TASK INSTRUCTIONS
1. Copy word for word the part of the passage about the wrestling team's bus trip that opens with the words containing "In back of the" and closes with "of 5,216 feet.".
2. In the passage about the wrestling team's bus trip, where did the team stop before leaving Browning?

GIVEN PASSAGE
In back of the yellow, Blue Bird school bus, members of the Whitefish High School wrestling squad lay sprawled across the vinyl bench seats, their legs slack and spent, dangling in the aisle as they dozed or chatted idly, cobbling together last-minute Saturday night plans.

It was Jan. 21, 1984, and the Bulldogs were returning from an afternoon dual in Browning. Driving through the winter darkness, bus driver Jim Byrd, a well-known Columbia Falls resident with 59 nieces and nephews, negotiated the narrow, snow-choked corridor of U.S. Highway 2, a two-lane, 94-mile stretch of winding road between Browning and Whitefish that tracks along the Middle Fork of the Flathead River, skirts the southern border of Glacier National Park and, at its zenith, tops out on the Continental Divide and Marias Pass, at an elevation of 5,216 feet.

It was around 6:30 p.m. and the bus was 20 miles east of West Glacier, homeward bound.

A blizzard had been steadily spitting flakes throughout the day, covering the valley in a slippery vale of winter white. Before departing from Browning, the team stopped at Teeple’s IGA grocery store for snacks and to discuss the possibility of spending the night or waiting out the storm. Crossing Marias Pass would be dicey, but probably passable, they reasoned; everyone was eager to return home and sleep in their own beds.

“We were nervous about the roads. We knew when we left that it would be tense, but it was a collective choice we made to go home. It was a team decision,” recalls Steve Osborne, a junior at the time. “Being high school kids, you don’t stress about it too much. You just sit back and start yakking.”

EXCERPTED RECORDS
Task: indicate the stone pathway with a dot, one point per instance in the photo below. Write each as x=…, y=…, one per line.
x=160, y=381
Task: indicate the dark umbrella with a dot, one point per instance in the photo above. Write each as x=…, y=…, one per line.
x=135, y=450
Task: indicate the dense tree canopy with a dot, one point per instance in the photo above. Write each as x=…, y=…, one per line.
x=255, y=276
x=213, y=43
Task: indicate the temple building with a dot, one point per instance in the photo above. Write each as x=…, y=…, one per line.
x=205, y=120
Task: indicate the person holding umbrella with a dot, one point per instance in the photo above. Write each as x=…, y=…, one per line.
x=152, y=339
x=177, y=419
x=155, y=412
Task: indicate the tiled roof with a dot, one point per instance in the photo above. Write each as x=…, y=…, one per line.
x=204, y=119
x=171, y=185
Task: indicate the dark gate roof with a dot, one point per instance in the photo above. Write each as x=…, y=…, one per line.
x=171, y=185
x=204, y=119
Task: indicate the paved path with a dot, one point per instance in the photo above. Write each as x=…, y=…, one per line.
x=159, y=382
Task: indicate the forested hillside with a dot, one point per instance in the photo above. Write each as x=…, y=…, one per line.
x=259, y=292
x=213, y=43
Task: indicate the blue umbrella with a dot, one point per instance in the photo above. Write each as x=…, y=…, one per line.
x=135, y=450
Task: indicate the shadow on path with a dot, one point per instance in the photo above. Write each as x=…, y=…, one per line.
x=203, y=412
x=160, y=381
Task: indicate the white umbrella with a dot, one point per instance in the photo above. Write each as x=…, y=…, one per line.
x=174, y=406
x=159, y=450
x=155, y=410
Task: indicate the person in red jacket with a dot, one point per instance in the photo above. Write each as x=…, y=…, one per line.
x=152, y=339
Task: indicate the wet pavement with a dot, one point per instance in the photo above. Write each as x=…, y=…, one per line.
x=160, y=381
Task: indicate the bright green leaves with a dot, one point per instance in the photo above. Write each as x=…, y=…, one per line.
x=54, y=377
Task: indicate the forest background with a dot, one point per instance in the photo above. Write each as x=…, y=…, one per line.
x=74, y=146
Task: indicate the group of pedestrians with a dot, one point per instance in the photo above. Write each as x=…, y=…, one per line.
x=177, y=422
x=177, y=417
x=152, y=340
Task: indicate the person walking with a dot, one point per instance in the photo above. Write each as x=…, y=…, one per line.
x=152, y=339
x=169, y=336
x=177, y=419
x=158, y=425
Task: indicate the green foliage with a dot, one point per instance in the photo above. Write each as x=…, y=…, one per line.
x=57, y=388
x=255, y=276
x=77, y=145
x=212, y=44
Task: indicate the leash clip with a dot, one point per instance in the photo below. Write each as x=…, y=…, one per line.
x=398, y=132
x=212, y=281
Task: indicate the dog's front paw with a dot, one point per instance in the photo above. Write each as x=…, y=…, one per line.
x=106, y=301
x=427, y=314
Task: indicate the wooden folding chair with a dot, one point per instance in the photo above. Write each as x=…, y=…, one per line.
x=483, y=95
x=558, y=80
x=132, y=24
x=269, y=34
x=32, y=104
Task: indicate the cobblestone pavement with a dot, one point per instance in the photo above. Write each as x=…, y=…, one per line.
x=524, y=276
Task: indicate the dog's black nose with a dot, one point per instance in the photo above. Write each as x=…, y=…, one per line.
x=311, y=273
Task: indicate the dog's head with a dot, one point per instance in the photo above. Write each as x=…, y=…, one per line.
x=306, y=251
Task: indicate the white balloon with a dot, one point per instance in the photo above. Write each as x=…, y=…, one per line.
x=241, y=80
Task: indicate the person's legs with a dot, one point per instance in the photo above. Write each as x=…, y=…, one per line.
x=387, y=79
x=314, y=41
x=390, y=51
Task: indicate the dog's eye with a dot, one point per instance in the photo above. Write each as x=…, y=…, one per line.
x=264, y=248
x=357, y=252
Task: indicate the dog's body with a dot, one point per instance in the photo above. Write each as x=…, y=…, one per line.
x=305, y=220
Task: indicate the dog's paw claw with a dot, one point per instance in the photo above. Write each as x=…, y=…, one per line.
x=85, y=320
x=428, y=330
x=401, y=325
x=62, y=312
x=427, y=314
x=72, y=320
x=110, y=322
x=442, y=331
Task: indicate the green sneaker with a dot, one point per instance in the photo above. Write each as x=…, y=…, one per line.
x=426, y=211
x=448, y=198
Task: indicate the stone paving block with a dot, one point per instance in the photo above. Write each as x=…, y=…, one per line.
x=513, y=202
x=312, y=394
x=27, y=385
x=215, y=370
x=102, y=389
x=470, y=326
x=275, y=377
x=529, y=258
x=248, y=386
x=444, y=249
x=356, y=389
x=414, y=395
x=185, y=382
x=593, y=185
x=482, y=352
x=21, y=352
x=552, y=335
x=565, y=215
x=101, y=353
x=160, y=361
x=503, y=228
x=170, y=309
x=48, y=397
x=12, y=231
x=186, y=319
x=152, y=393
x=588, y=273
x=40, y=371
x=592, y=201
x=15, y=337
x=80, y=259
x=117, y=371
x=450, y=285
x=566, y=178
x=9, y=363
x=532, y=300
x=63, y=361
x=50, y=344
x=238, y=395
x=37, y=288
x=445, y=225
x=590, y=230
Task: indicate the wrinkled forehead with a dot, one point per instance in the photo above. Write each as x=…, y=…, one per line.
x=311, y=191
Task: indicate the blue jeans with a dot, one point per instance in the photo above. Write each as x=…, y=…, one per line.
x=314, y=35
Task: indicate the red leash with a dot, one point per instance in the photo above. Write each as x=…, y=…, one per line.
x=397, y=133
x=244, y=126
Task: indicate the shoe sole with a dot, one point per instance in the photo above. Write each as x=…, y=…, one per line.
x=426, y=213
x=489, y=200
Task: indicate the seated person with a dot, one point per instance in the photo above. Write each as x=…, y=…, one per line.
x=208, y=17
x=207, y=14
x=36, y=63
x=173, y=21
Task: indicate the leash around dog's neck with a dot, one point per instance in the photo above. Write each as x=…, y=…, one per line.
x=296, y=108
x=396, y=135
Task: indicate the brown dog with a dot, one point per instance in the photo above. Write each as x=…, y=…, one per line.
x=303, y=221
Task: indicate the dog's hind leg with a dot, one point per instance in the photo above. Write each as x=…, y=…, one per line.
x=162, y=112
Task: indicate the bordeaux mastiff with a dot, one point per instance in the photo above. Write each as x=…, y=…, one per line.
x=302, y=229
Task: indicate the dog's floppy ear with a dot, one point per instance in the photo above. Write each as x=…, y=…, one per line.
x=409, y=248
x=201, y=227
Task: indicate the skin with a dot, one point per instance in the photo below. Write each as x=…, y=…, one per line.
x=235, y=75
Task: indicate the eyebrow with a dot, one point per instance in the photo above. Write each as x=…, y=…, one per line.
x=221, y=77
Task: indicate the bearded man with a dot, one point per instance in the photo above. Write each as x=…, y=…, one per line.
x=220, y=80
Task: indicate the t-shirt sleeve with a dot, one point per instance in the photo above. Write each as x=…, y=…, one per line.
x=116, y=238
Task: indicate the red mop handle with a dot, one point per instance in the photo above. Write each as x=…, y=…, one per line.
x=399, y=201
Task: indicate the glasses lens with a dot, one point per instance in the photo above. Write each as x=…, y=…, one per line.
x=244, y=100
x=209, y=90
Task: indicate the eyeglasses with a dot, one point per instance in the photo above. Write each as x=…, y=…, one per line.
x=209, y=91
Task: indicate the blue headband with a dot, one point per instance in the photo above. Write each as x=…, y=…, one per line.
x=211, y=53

PROBLEM SOLUTIONS
1.
In back of the yellow, Blue Bird school bus, members of the Whitefish High School wrestling squad lay sprawled across the vinyl bench seats, their legs slack and spent, dangling in the aisle as they dozed or chatted idly, cobbling together last-minute Saturday night plans.

It was Jan. 21, 1984, and the Bulldogs were returning from an afternoon dual in Browning. Driving through the winter darkness, bus driver Jim Byrd, a well-known Columbia Falls resident with 59 nieces and nephews, negotiated the narrow, snow-choked corridor of U.S. Highway 2, a two-lane, 94-mile stretch of winding road between Browning and Whitefish that tracks along the Middle Fork of the Flathead River, skirts the southern border of Glacier National Park and, at its zenith, tops out on the Continental Divide and Marias Pass, at an elevation of 5,216 feet.

2. Teeple's IGA grocery store